[[ Extract provided, beginning ]]
Dozier is not unlike his counterpart-killers scheduled for execution. They each have their defense teams who are set to pose legal challenges in an effort to spare their lives. After all, that is their job. They are not going to relent until absolutely all hope is lost.

Carrying out capital punishment is truth in sentencing

Where America has it wrong is people making the demand to sanitize and abolish the death penalty. There are valid reasons, not even barbaric ones, for the final act that fulfills truth in sentencing. It is a guarantee that convicted murderers will not walk out a revolving door free to kill yet again.

Let’s look at Torrance C. Epps, for instance. Like convicted killer Alva Campbell, Jr., Epps is from Ohio. What sets them apart is that Epps murdered three people in 1973, he was sentenced to serve 30 years in prison, but was paroled in 14 years and escaped one month later. After he lived as a fugitive for eight years, he was sent back to prison and was paroled again in 2003.
[[ Extract provided, end ]]
[[ Data segment, beginning ]]
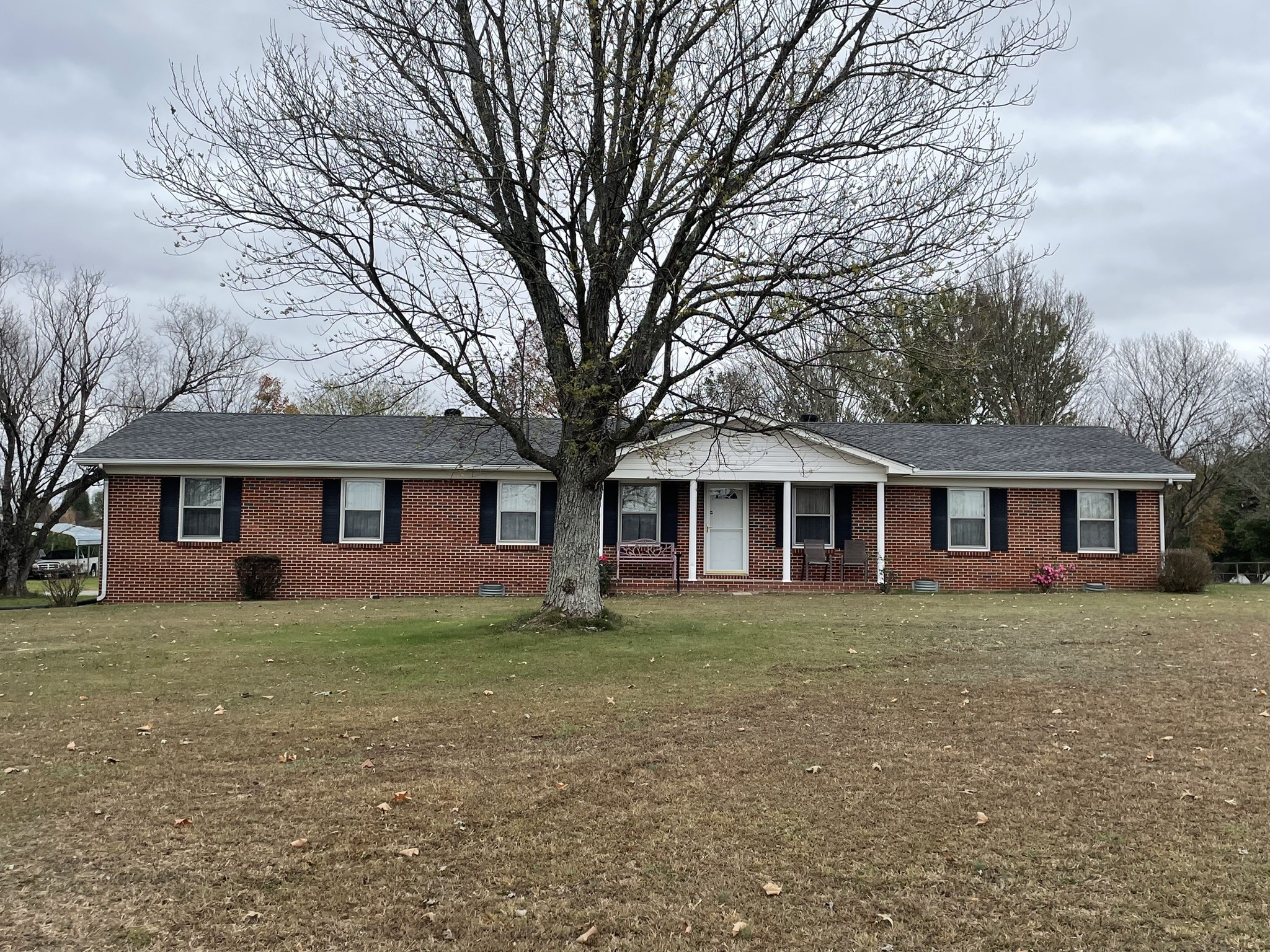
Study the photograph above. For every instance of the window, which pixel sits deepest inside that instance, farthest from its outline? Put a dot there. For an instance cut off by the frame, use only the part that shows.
[[ Data segment, end ]]
*Exercise prompt*:
Set down the passage on the death penalty word for word, beginning at the words "Carrying out capital" and stopping after "kill yet again.". The listing is separate material, unrelated to the text.

*Written answer*:
Carrying out capital punishment is truth in sentencing

Where America has it wrong is people making the demand to sanitize and abolish the death penalty. There are valid reasons, not even barbaric ones, for the final act that fulfills truth in sentencing. It is a guarantee that convicted murderers will not walk out a revolving door free to kill yet again.